===== 本文抜粋 =====

温泉逍遥

思いつきで巡った各地の温泉(主に日帰り温泉)を写真と共に紹介します。取り上げるのは原則的に源泉掛け流しの温泉です。

蘇羅婆温泉 蘇羅婆温泉渡假村 (台湾南部)

2012年05月02日 | 台湾
宝来温泉から荖濃渓の左岸を下流に向かって2kmほど南下すると蘇羅婆温泉(実際には蘇羅婆の各字に口偏が付きます)という温泉地にたどり着きます。大抵の場合は宝来温泉の一部として同温泉に内包されることが多いようですが、明らかに宝来とは離れており別箇の温泉街を形成しているので、ここでは宝来とは区別して取り扱います。


 
宿泊先の「芳晨温泉渡暇村」から宝来の温泉街を抜け、荖濃渓の左岸を下って不老温泉方面へと延びる新宝路を歩きます。この道は88水害によって深刻なダメージを受け、路面が崩落するのみならず、流域に架かる橋も次々に破壊されましたが、その後急ピッチで復旧工事が進められ、破壊された橋も新たに架け替えられました。宝来温泉の出入口にあたるこの「宝来渓橋」は民国100年10月、つまり2011年10月に竣工したばかりの新しい橋です。



橋の先に続く新宝路。何もない平穏な道のように見えますが…


 
沿道には水害の生々しい爪痕がはっきりと残っていました。こちらは道路沿いにあった「新宝来温泉渡假村」跡。土砂が建物をすっかり呑み込んでおり、無残な姿を晒す廃墟と化していました。


 
新宝路は途中から通行止となっているのですが、その代わりに河原へ下って礫の上に設けられた仮設道を通行することが可能です。時々走ってくる工事用の大型車両が砂埃を巻き上げながら走り去り、その度に道を歩く私は全身埃まみれ。3月だというのに灼熱の太陽が容赦なく照りつけているのに、河原の仮設道には日を遮るものが一切無し。砂埃と日光のダブル攻撃によって私は既にヘロヘロ。

===== 提供データ =====

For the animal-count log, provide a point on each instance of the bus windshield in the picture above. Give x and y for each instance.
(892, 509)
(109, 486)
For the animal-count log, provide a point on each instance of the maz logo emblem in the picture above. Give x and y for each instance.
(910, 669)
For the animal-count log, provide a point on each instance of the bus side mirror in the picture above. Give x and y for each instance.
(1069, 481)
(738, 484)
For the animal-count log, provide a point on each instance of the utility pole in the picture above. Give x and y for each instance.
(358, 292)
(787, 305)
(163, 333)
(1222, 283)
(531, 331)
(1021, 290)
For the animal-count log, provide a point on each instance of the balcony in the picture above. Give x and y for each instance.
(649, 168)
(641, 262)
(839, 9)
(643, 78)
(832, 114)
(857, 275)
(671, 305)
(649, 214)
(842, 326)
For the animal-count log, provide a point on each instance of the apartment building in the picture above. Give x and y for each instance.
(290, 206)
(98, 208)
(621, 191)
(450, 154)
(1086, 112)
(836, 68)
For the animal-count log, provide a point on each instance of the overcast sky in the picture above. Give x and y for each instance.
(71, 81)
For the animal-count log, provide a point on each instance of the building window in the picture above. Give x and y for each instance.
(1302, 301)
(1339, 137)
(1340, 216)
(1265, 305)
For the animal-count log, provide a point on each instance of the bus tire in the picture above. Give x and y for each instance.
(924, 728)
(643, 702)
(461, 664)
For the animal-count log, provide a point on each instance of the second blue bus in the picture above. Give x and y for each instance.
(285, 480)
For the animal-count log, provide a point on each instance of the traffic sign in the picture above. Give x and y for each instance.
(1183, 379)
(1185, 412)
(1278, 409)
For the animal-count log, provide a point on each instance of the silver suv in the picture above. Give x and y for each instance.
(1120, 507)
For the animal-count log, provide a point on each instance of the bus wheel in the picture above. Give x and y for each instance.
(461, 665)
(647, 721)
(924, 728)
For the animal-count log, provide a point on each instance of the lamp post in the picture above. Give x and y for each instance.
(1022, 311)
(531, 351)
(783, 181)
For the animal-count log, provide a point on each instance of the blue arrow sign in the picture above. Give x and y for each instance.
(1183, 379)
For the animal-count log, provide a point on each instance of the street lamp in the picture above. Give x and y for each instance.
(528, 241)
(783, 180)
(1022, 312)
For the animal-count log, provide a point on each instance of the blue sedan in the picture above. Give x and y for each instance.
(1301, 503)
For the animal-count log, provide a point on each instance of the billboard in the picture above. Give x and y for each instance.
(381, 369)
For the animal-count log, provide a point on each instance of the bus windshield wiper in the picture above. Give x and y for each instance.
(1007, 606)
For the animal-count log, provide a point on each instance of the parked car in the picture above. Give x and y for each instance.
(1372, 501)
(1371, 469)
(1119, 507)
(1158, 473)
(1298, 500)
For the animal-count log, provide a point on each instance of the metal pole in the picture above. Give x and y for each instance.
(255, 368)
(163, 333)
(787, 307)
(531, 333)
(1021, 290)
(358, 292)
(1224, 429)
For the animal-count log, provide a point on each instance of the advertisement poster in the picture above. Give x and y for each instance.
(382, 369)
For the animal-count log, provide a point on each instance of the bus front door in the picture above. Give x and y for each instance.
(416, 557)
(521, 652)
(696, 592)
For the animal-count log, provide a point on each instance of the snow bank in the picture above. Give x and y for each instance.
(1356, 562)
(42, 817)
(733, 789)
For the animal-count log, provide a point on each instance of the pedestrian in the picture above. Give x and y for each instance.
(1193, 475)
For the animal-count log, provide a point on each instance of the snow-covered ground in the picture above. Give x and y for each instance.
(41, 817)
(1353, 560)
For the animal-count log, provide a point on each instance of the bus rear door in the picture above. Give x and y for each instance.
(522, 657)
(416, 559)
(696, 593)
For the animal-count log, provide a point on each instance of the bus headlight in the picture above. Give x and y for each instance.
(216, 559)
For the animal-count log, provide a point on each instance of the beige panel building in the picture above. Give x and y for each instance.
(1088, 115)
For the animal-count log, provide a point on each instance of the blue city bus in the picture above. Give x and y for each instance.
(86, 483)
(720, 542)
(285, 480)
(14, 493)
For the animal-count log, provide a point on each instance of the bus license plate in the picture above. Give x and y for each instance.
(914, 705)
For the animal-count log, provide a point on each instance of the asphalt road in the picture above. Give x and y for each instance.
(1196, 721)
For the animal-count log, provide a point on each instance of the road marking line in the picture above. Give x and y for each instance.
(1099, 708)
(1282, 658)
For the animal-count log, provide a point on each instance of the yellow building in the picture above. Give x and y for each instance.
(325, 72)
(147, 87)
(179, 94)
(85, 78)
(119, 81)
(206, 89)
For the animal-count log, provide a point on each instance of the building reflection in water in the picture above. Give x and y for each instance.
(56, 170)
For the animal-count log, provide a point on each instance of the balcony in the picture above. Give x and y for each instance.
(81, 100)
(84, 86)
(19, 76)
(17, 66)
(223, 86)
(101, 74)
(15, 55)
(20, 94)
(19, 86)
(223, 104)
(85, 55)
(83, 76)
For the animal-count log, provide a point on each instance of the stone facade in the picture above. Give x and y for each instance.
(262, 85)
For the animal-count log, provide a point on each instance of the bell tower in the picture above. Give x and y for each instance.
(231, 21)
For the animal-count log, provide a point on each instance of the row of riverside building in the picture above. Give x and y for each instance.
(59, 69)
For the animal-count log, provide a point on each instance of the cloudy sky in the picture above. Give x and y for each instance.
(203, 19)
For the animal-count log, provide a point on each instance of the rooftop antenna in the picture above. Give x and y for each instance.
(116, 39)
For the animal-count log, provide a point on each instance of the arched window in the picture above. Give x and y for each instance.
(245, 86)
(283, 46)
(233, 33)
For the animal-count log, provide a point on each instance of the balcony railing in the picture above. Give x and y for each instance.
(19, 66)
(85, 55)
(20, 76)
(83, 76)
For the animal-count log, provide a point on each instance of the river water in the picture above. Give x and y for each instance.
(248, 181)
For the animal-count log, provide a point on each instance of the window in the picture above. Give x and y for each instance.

=====

> 練習課題
a) 蘇羅婆温泉の紀行文によると、「宝来渓橋」はいつ竣工しましたか。
b) 蘇羅婆温泉の紀行文を、最後の文に続けて書き継いでください。

> 解答
a) 民国100年10月、つまり2011年10月に竣工しました。

b)
 
山の方を見上げると、崩壊して一部が残った新宝路の路肩を発見。右(下)画像の左下に写っているオレンジ色の点は、道路工事中の作業員です。元の道がどれだけの高さに位置していたか、そしていかに被害が甚大であったかが一目瞭然です。


 
(右(下)画像はクリックで拡大)
河原から一気に河岸の上へ急坂で登りきり、道なりに進んでゆくと十字路に突き当たりました。仮設道路により河原へ迂回したので、本来のルートよりも大幅に遠回りしてしまったらしく、宝来からここまで40分近くも歩いてしまいました。十字路の角には保安宮という廟があるのですが、雰囲気から察するにどうやらここが蘇羅婆温泉の中心地のようです。廟の傍には蘇羅婆温泉の地誌を説明している最近建てられたと思しきプレートが立っており、ありがたいことに日本語による説明も書かれていました。要約するとこんな感じ↓…
蘇羅婆(ソロボ)はかつてイバラが茂る荒れ地だったが、やがて原住民が住み着いて開墾されてゆき、その原住民たちが(宝来よりさらに上流に位置する)桃源郷へ移住した後も地名だけが残った。ここは新しく開発された温泉地で、泉質は炭酸水素ナトリウム泉。源泉の採水口は除對Z渓の川中にあり、硫化水素を含んでいるため硫黄臭を有する。河岸の高台が除對Z渓に突き出て川の流れが大きく蛇行しており、その様子は二匹の竜が珠を抱えているかのように見える。
硫黄臭がするのか! 温泉ファンにとって関心を寄せずにはいられません。でも源泉は川の中にあるの? 川は88水害で大暴れしているから、源泉も使えなくなったのではないの? あるいは水害後に新たに源泉を掘り当てたの? もしかして水を沸かして仮営業しているの? 頭の中でいくつもの「?」が一気に発生してしまいました。ま、とりあえず、どこかの施設に行ってみるしかないか…。


 
保安宮のまわりに温泉民宿が点在していましたが、道路が完全復旧していないからか、どの施設も営業しているのか否かわからないほど鄙びており、辺りはひっそりと静まり返っていました。宝来と違って土産物屋も飲食店もない、単なる田舎の鄙びた集落です。人影も見あたらず、野良犬が暇そうにうろついているだけ。


 
何軒か見当をつけた後、最終的には岩に彫られた「天然硫黄泉」という文字に惹かれて「蘇羅婆温泉渡假村」へ入ることにしました。界隈の温泉施設の中では最も川に近い高台に位置しています。



高台には駐車場が広がり、宿泊用の木造ロッジも建てられていました。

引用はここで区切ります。